=== PASSAGE CHOISI ===

Entretien avec le frère Vicente Botella Cubells, OP, maître en sacrée théologie
La proposition théologique que l’Ordre peut offrir aujourd’hui à l’Église et au monde “doit être une théologie au service de la prédication de la Bonne Nouvelle et, par conséquent, en contact avec la réalité, les problèmes, les préoccupations et les frontières des hommes et des femmes d’aujourd’hui”, indique le Père Vicente Botella Cubells, OP, qui a reçu le diplôme de Maître en Sacrée théologie du Maître de l’Ordre en 2023, dans l’interview suivante accordée aux médias de l’Ordo Praedicatorum.
Magister in Sacra Theologia (Maître en sacrée théologie)1
Qu’est-ce que cela signifie pour vous d’avoir reçu le diplôme de Maître en Sacrée théologie du Maître de l’Ordre ?
Tout d’abord, ce fut une surprise. Je ne m’attendais vraiment pas à ce que mes frères, conduits par le prieur provincial, considèrent que j’avais les mérites requis pour la réception du magistère en théologie et que, de plus, ils le présentent au Maître de l’Ordre. Par conséquent, la gratitude (envers l’Ordre, le Maître de l’Ordre et mes frères) est le deuxième mot qui résonne en moi par rapport à cette distinction. Tout ce que j’ai étudié, réfléchi, enseigné ou publié, je le dois à l’Ordre qui m’a accueilli et m’a offert une bonne formation, en faisant en sorte que je puisse me consacrer à la théologie. Enfin, le magister reçu représente pour moi une responsabilité et un encouragement, car je dois être cohérent avec la reconnaissance qui m’a été accordée et continuer à servir, avec un zèle encore plus grand si possible, la prédication dominicaine à travers mon travail théologique.

=== LIGNES DE DONNÉES ===

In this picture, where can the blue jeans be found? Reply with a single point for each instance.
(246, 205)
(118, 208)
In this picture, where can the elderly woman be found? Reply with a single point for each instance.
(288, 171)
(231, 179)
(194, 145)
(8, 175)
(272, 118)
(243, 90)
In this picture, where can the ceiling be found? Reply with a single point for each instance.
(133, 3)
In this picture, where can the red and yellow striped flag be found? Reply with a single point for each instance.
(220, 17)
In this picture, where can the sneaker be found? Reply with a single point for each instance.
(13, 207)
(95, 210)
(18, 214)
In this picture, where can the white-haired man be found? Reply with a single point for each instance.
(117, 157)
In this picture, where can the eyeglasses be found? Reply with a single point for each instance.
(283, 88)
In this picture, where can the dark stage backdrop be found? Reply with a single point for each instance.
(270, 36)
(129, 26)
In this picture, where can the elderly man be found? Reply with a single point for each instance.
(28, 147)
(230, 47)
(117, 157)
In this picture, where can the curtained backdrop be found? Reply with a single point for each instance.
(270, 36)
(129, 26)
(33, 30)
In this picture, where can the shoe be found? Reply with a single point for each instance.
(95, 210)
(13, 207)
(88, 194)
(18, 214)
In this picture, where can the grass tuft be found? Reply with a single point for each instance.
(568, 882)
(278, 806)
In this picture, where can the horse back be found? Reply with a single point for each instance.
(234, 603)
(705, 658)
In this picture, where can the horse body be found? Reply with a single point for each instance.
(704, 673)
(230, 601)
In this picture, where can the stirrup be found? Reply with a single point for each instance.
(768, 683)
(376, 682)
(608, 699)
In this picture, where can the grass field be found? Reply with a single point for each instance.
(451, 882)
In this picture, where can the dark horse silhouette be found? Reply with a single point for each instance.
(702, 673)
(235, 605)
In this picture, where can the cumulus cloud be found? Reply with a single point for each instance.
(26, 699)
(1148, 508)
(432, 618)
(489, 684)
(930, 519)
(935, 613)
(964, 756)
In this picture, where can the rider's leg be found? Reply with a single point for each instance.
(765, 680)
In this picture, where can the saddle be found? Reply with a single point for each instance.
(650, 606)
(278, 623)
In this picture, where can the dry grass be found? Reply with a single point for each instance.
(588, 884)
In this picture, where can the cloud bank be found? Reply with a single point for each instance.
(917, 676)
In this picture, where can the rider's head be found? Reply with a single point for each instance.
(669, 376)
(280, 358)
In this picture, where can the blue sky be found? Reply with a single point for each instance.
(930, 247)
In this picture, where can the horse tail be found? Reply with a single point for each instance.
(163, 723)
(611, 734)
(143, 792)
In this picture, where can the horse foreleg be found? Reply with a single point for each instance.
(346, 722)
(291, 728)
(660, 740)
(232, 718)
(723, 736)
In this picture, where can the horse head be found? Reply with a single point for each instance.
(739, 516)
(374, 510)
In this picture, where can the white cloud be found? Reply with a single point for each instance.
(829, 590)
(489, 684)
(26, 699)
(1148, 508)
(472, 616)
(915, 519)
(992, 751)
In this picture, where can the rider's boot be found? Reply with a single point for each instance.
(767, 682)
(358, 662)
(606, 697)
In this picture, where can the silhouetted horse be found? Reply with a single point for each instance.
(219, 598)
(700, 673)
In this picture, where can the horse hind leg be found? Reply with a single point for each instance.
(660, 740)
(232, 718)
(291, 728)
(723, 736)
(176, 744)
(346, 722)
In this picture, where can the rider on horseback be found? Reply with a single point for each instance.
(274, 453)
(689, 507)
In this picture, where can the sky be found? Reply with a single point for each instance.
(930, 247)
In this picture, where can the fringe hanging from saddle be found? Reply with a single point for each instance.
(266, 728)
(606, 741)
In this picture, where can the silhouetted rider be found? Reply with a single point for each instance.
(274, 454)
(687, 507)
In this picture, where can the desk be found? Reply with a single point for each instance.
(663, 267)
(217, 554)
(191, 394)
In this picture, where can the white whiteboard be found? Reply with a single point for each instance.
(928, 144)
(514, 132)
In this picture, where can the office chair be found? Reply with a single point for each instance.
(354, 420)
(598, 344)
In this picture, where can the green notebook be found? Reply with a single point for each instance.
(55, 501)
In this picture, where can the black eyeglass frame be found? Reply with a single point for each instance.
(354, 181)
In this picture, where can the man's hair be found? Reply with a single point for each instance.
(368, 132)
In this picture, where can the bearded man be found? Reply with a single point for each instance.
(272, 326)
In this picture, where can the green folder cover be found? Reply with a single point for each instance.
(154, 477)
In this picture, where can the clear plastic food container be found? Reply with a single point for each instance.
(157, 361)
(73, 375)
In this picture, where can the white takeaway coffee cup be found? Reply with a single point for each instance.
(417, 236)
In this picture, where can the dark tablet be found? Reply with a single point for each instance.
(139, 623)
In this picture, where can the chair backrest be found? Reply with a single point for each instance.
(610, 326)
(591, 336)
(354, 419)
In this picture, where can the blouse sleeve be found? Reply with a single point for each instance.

===

LISTE DES TÂCHES
**a)** Reproduisez fidèlement le passage de l’entretien allant de « Entretien avec le » jusqu’à « de l’Ordre ? » inclus.
**b)** Reprenez l’entretien sur le diplôme de Maître en sacrée théologie à partir de sa dernière phrase et poursuivez-en la rédaction.
Les lignes de données n’ont aucun rapport avec l’entretien.

RÉPONSES DANS L’ORDRE
**a)**
Entretien avec le frère Vicente Botella Cubells, OP, maître en sacrée théologie
La proposition théologique que l’Ordre peut offrir aujourd’hui à l’Église et au monde “doit être une théologie au service de la prédication de la Bonne Nouvelle et, par conséquent, en contact avec la réalité, les problèmes, les préoccupations et les frontières des hommes et des femmes d’aujourd’hui”, indique le Père Vicente Botella Cubells, OP, qui a reçu le diplôme de Maître en Sacrée théologie du Maître de l’Ordre en 2023, dans l’interview suivante accordée aux médias de l’Ordo Praedicatorum.
Magister in Sacra Theologia (Maître en sacrée théologie)1
Qu’est-ce que cela signifie pour vous d’avoir reçu le diplôme de Maître en Sacrée théologie du Maître de l’Ordre ?

**b)**
En tant que maître en sacrée théologie, comment voyez-vous la contribution théologique actuelle de l’Ordre pour l’Église et pour le monde ?
Je ne sais pas si je suis en mesure de décrire exactement la proposition théologique que l’Ordre doit offrir aujourd’hui à l’Église et au monde. Je comprends en tout cas qu’elle doit suivre notre tradition et donc la voie ouverte par cette harmonieuse communion entre le charisme de prédication de Dominique et la manière de faire de la théologie de Thomas d’Aquin. Il doit donc s’agir d’une théologie au service de la prédication de la bonne nouvelle et, par conséquent, en prise avec la réalité, les problèmes, les préoccupations et les frontières des hommes et des femmes d’aujourd’hui. Une théologie fondée sur la Parole de Dieu, mais en dialogue constant avec les différentes disciplines du savoir et de la science ; en ce sens, une théologie interdisciplinaire ou, comme le dit le pape François dans Veritatis Gaudium, transdisciplinaire. Une théologie soucieuse de la contribution que les chrétiens (œcuménisme) et les religions (dialogue interreligieux) peuvent apporter en faveur d’un monde juste, pacifique, fraternel et écologique. Une théologie positive qui, malgré les difficultés et les problèmes, exprime la confiance du Dieu chrétien en l’homme et donc l’espérance. Une théologie fondée à la fois sur la profondeur de la contemplation et sur la rigueur scientifique.
À la lumière de la théologie du mariage, quelle peut être la réponse de l’Ordre et de l’Église aux défis auxquels la famille est confrontée aujourd’hui ?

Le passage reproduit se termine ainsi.